> [Source document]
Segment Open
again, if we look at living souls as icons and continue to relegate them into a perception of superficial greatness, the whole comparisons between yourself and prince will continue. "we've always been compared to each other, but we are so different." in many ways you are similar to prince, in terms of work ethic, doing your best to maintain a sense of loyalty from those around you; as well as the search for a higher purpose. this is why, ultimately, both you and prince are respected, whether or not people acknowledge this. "he was always viewed as the songwriter and i was always an entertainer."
again, this is the difficulty i have with you... as much of a survivor you are/were, i don't believe you ever truly had faith in your own abilities to heal. i suppose i become upset because i see so much of that quality in myself. i find myself always doing comparisons when they're not necessary.
i find prince to have an immense gift to give to the world; his sense of curiosity and willingness to be a student are phenomenal. i just happen to find you to be an extraordinary instructor, with gifts which have reached me more than i think prince ever will. this is difficult for me to explain in few words.
it makes me sad to think that, with all of your gifts you felt that way about yourself... so beaten down and insecure about your ability to reach the world. you stated openly of your being sent forth to present these things... your faith in that, with statements like the one above, appear to be diminished over time.
the "very open, trusting relationships" you encountered with these producers does not necessarily mean that you trusted them. to be friendly with someone does not guarantee a friendship. when you make statements comparing your talents to prince's, it appears as if you, through that one statement, did not trust your own instincts, at the time.
the thing is, i totally get it. again, i have seen this in myself. i cannot say whether or not you fully trusted your instincts (i cannot be the judge of this). i do know that, having experienced abuse in those 'developmental ages' in my own life it's difficult to know who or what to trust. and opening up to people is misinterpreted as trust.
i am very keen on reading how sentences are framed, so when i see that a relationship is "trusting" i must look at the context in which that relationship occurs. what if it's as simple as trying to find a simple connection, in a world where it's difficult to find?
Segment Closed
> [Entries provided]
Segment Open
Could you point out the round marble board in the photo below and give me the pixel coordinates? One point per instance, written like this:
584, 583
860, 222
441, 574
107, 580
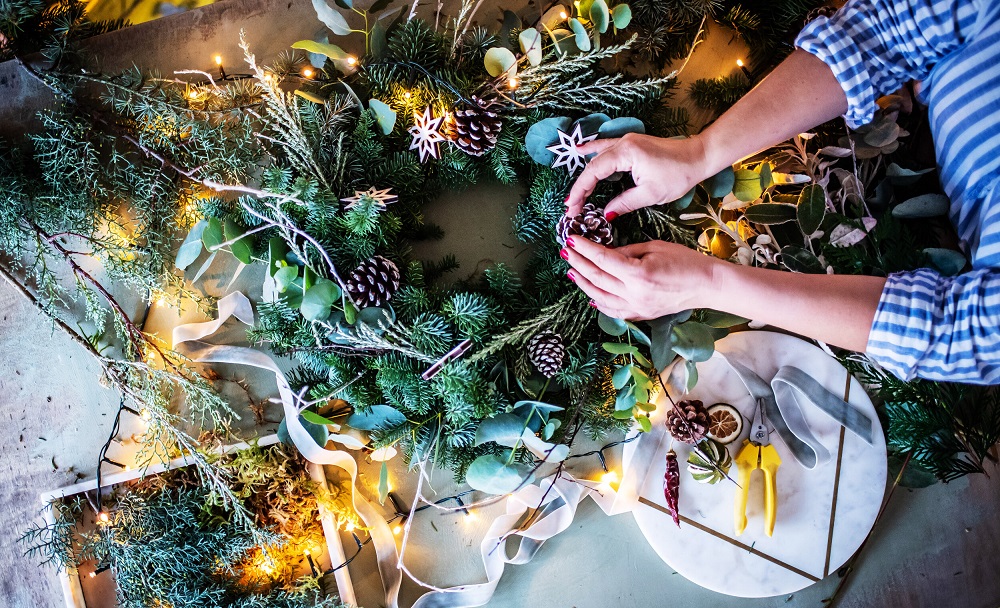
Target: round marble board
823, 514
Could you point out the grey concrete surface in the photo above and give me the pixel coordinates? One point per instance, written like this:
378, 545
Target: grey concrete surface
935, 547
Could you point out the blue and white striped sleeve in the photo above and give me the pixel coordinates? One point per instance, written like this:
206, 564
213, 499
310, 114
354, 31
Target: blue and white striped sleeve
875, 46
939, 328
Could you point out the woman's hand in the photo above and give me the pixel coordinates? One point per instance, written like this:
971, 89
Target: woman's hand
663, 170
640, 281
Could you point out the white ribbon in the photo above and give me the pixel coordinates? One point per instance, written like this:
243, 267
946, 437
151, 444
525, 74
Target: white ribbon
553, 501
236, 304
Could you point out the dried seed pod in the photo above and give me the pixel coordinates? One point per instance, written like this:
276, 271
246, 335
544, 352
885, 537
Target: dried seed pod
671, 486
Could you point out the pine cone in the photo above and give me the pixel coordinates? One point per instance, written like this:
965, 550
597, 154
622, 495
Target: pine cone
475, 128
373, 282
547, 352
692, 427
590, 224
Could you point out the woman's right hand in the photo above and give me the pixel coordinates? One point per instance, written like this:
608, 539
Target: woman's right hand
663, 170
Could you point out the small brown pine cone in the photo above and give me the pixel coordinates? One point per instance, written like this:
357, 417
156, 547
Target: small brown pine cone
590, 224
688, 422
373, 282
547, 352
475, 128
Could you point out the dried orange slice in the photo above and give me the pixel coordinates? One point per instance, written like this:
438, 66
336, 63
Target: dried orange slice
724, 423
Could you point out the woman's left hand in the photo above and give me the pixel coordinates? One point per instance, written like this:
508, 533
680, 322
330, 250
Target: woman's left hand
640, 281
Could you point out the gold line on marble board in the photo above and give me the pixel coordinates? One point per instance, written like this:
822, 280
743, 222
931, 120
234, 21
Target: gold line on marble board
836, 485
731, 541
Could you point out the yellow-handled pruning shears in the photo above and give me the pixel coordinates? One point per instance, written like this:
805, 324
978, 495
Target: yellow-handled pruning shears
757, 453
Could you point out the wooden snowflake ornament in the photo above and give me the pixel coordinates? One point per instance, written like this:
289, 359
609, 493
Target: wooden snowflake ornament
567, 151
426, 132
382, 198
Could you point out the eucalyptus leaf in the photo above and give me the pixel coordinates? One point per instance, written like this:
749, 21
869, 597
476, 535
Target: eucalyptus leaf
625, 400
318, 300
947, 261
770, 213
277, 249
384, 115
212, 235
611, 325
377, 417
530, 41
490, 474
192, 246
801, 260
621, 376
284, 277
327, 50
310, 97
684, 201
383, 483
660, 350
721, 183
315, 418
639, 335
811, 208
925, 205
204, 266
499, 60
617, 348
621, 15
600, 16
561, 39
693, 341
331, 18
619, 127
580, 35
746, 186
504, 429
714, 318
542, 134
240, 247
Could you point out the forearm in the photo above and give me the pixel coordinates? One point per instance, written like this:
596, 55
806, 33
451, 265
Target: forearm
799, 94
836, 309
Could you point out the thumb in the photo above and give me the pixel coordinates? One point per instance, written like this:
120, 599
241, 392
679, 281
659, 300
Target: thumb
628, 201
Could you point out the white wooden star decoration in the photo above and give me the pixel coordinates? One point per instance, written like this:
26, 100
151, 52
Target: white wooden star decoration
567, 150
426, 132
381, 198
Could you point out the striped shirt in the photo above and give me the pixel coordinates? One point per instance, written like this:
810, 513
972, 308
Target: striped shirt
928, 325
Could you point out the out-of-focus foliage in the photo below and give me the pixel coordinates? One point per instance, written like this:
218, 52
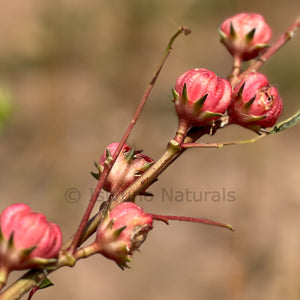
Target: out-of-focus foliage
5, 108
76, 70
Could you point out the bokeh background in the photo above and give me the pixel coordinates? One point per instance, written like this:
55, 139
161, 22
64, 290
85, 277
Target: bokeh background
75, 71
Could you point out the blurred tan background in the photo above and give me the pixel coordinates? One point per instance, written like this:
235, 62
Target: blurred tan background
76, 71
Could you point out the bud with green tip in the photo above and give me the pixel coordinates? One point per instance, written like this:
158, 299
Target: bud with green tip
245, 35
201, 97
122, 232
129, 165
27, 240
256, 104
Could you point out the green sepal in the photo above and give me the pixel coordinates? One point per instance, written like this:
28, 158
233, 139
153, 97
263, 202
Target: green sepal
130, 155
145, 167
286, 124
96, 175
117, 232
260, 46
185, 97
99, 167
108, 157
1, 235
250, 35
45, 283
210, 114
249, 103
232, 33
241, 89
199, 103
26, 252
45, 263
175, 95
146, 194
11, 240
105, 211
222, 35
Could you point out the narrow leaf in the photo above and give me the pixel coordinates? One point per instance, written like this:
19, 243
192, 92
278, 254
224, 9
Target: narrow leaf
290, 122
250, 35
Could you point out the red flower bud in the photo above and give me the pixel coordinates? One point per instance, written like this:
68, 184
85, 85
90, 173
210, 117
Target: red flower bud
Segment Closed
> [Set of tasks]
1 - List the ways in which the letter about comparisons with Prince says the person addressed is similar to Prince.
2 - Go on writing the letter about comparisons with Prince, picking up after its last sentence.

> [Answer set]
1 -
- work ethic
- doing your best to maintain a sense of loyalty from those around you
- the search for a higher purpose

2 -
looking at the word "message" being put in quotations by the author of the article, in relation to your statement about "quality music"... "naive as it may have come off to some jaded music critics, (it) was one of love." it's as if the author either doubts their own writings, or is not sincere in the sentence at all. i have difficulty gathering if this is referring to love of creating 'great music'; in simply wanting to feel good and dance... or is it referring to a truer sense of the teachings- to be able to reach people through that which is vibrational energy...?
how this was all framed... to 'redeem' yourself creatively was the goal of what you were trying to do, in your work with these producers. that was one way. the second mode of 'redemption' relied on the need to be lauded in the same fashion as you were (particularly in this country) during 'thriller'. or before the 1993 and 2005 accusations, respectively. the thing which troubles me about this article was that it consistently contradicted itself, when the one statement- i will repeat it again- represented itself to be the ultimate goal/mission of your creative output:
"...i'm just trying to do quality music with a melody that's infectious and has a message... when people hear it, i want their hearts to be warmed up... i want people to get up and dance. i want them to be full of love."
because all that there is, is the dance.
we fear what we do not know. we admonish those we do not understand and question the unfamiliar. therein lies the context of the article.
i am not even saying that i am a master student of your teachings. there is no way i'd even boast about that. in fact, i feel as if i've just begun in an intermediate period. my 'obsession', if you will, lies in my role as a student. i must remain focused.
thank you for your time in teaching me.